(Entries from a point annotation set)
^^^^^^^^^^^^^^^^

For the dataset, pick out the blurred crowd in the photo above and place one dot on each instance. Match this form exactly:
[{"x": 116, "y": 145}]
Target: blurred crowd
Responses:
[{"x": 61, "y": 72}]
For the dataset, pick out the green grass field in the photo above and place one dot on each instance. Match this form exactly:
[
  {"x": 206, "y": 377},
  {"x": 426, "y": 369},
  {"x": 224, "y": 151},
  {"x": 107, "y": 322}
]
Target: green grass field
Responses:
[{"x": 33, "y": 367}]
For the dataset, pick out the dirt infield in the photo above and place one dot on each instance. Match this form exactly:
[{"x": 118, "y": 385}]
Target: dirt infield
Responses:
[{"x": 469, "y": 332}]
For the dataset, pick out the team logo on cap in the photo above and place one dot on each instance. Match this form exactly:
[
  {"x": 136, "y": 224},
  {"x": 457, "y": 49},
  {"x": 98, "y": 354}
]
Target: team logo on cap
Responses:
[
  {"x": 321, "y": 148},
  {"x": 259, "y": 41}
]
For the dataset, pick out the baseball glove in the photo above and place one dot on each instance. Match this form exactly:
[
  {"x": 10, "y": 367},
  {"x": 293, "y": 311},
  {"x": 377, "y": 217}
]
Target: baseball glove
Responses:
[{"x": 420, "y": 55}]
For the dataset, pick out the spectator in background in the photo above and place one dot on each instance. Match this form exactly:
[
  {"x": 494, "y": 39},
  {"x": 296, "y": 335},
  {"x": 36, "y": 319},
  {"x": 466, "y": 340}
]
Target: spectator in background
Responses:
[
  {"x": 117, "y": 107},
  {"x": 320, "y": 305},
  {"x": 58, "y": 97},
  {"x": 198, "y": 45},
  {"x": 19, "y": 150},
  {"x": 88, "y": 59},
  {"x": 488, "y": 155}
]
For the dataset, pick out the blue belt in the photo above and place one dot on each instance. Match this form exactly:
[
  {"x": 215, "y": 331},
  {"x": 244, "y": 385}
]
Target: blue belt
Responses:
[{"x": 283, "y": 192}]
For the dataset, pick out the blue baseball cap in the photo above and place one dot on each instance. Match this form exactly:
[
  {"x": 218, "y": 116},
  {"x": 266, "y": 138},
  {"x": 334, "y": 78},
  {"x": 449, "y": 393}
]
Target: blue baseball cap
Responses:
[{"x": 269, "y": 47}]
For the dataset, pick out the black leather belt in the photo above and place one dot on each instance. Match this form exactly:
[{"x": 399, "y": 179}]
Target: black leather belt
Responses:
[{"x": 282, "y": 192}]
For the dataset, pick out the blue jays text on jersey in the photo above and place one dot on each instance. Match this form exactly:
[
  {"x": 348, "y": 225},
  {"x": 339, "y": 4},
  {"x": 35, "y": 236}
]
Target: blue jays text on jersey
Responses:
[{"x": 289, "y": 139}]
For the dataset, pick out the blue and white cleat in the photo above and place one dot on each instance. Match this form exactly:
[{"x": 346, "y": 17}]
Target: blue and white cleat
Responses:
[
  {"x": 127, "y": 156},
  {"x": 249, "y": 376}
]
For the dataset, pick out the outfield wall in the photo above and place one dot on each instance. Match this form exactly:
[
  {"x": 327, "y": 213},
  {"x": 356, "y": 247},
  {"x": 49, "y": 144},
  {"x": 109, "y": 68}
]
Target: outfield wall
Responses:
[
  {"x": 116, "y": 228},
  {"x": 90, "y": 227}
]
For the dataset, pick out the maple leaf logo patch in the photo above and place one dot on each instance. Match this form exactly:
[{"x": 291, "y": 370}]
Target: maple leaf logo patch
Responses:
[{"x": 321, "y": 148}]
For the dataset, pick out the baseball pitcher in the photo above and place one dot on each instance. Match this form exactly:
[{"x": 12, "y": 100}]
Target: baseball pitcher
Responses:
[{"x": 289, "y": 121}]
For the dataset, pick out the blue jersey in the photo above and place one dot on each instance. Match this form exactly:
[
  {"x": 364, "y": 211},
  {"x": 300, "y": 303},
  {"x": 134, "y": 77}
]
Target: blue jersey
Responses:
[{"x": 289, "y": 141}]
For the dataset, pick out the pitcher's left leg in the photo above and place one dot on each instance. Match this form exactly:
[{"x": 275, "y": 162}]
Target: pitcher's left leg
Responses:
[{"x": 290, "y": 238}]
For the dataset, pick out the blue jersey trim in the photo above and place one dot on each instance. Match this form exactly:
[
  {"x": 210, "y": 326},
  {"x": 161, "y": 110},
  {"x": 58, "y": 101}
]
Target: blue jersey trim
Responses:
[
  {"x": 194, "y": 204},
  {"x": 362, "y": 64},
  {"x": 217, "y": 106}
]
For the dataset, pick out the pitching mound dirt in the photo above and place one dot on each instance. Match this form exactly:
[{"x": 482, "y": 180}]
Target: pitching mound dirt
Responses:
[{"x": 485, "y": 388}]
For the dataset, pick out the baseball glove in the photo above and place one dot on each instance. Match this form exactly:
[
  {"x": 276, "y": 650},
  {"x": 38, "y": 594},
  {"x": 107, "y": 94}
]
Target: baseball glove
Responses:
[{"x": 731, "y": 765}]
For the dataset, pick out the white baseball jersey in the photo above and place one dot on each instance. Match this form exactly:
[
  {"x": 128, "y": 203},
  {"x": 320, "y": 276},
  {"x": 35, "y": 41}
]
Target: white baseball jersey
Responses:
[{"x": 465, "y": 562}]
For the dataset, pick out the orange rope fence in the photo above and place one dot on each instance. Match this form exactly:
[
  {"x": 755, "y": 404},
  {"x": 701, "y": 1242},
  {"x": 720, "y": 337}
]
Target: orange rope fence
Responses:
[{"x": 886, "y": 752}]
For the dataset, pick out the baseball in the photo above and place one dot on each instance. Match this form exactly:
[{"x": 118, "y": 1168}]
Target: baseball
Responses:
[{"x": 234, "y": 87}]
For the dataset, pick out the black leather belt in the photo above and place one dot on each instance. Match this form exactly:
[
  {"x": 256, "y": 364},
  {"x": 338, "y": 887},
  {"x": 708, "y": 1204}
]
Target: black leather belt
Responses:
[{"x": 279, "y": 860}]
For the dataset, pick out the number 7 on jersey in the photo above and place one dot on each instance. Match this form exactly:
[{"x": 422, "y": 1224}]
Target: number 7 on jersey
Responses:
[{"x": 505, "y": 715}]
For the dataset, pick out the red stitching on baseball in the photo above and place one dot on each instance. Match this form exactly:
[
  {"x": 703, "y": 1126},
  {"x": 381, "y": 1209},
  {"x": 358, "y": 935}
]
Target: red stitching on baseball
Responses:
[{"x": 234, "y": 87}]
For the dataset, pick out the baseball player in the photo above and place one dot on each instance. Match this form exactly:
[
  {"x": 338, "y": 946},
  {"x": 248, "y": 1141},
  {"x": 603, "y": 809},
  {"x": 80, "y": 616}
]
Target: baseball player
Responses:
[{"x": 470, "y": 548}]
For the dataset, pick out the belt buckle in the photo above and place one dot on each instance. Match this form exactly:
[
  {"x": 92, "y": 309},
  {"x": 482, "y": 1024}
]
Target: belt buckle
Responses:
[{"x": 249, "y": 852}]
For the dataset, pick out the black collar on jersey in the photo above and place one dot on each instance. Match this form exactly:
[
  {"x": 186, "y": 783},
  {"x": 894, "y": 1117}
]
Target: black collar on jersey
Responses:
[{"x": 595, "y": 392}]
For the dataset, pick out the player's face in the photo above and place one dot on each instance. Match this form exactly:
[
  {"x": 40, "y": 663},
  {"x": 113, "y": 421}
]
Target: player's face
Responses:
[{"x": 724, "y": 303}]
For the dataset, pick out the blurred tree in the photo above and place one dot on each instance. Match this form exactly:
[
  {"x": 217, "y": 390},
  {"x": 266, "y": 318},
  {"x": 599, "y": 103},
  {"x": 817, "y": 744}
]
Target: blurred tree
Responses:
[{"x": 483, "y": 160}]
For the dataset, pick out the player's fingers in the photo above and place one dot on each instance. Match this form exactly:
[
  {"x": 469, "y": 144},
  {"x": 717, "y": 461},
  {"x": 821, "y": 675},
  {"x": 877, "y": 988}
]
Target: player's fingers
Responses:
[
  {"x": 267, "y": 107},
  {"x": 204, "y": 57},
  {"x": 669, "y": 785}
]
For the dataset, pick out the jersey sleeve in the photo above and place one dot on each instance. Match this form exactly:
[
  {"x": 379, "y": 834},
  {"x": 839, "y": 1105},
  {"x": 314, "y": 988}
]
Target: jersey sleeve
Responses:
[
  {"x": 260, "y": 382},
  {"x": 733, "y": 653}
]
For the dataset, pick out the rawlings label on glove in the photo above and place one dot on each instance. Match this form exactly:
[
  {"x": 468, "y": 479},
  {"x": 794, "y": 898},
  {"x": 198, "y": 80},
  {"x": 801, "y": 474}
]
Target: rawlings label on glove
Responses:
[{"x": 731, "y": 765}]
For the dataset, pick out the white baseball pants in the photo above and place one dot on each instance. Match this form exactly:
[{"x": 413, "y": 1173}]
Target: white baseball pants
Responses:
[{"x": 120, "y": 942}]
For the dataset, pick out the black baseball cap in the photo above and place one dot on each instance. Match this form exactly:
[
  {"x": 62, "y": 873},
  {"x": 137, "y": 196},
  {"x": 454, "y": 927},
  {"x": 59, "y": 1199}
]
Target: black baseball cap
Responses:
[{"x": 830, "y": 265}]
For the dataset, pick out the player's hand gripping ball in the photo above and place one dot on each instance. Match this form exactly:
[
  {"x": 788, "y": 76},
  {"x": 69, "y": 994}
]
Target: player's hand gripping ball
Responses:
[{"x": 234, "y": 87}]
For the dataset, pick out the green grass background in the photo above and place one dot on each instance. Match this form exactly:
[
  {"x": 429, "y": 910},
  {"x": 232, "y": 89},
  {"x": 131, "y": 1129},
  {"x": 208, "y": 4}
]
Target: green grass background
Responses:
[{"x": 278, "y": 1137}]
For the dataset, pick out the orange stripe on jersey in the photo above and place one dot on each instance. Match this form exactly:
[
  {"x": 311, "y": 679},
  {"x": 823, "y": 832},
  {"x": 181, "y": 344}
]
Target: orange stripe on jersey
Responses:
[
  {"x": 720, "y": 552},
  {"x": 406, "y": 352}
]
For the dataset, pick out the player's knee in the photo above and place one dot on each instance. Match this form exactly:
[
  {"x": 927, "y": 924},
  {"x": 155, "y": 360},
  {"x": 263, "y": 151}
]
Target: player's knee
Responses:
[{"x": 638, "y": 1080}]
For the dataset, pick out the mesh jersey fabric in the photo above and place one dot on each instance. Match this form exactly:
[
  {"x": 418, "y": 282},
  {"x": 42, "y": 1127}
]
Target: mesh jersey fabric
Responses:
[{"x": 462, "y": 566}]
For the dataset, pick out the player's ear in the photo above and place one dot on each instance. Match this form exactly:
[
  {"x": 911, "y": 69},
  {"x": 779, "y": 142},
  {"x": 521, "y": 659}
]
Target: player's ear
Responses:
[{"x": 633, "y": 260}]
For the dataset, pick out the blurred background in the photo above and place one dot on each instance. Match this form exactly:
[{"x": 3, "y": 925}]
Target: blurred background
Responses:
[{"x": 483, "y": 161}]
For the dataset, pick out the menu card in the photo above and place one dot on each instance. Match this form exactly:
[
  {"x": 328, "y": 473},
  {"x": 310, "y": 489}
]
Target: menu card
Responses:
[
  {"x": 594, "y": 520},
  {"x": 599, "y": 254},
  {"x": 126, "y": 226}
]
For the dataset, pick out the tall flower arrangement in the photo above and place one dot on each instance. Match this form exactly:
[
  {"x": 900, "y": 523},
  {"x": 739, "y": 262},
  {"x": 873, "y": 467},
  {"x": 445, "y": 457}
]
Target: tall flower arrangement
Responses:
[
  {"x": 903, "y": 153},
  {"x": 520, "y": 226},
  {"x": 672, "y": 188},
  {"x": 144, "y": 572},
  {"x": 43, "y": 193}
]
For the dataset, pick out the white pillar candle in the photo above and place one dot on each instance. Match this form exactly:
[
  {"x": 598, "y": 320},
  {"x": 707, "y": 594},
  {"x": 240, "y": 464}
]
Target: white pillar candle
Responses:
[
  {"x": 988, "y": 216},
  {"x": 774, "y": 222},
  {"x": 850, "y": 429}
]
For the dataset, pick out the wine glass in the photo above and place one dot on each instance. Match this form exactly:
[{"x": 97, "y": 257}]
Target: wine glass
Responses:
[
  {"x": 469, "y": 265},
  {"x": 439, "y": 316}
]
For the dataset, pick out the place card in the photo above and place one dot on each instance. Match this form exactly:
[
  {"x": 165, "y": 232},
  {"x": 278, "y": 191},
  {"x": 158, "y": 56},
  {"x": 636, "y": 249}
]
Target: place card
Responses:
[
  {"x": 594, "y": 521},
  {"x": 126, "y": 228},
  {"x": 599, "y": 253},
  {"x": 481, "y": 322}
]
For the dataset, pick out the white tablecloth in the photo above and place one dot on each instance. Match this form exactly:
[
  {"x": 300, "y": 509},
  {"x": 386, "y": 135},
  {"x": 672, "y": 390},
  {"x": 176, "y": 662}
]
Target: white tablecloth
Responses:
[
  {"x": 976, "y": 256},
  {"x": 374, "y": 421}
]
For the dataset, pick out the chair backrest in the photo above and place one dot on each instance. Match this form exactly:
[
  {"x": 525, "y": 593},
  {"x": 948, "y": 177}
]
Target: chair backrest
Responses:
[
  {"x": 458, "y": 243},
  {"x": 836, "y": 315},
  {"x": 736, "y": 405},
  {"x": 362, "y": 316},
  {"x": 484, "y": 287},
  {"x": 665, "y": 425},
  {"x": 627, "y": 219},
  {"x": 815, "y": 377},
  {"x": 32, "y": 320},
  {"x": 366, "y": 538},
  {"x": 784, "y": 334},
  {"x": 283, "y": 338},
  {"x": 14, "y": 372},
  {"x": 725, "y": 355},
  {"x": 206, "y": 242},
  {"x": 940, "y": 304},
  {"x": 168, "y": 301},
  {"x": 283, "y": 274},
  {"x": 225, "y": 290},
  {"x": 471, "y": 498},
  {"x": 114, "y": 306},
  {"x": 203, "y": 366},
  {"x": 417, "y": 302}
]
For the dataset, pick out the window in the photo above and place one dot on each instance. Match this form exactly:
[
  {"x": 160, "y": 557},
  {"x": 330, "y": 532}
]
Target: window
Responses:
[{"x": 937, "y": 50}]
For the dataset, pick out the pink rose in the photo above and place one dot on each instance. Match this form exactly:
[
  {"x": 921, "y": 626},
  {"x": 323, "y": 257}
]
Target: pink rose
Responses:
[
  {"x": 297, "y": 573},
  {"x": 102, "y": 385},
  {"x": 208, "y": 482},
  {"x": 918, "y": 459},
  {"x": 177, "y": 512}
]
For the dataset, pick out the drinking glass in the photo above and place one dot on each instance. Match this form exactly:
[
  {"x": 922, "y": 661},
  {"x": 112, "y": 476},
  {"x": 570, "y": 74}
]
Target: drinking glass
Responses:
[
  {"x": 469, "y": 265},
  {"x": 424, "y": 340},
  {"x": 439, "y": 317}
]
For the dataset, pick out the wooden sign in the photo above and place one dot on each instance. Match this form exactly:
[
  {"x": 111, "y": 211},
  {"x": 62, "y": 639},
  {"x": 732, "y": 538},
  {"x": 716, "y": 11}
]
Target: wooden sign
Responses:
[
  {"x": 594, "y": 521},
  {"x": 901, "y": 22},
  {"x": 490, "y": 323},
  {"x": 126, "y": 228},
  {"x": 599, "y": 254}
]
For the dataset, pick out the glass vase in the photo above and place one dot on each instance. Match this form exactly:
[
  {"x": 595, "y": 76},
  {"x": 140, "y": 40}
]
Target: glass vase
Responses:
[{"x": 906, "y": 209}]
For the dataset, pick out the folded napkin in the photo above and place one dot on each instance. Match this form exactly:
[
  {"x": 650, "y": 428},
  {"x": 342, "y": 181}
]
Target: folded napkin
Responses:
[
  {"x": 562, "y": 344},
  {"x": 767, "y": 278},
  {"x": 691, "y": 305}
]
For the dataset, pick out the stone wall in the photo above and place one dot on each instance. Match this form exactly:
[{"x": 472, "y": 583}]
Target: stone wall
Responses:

^^^^^^^^^^^^^^^^

Exercise directions: From the line that contains "For the dataset, pick out the glass" to the last line of the material above, repeat every line exactly, keeping both the first and the last.

Reply to the exercise:
For the dataset, pick out the glass vase in the photo above and place one dot on each instance. Match this form exactly:
[
  {"x": 595, "y": 76},
  {"x": 140, "y": 40}
]
Target: glass vase
Responses:
[{"x": 906, "y": 209}]
For the dataset, pick out the folded napkin in the photo above and place one dot on each instance. Match this form exactly:
[
  {"x": 650, "y": 428},
  {"x": 342, "y": 181}
]
Target: folded napkin
Responses:
[
  {"x": 562, "y": 344},
  {"x": 767, "y": 278},
  {"x": 691, "y": 305}
]
For the dataset, pick out the stone wall in the photo above and place one dot on each instance. Match this form exactly:
[{"x": 472, "y": 583}]
Target: stone wall
Responses:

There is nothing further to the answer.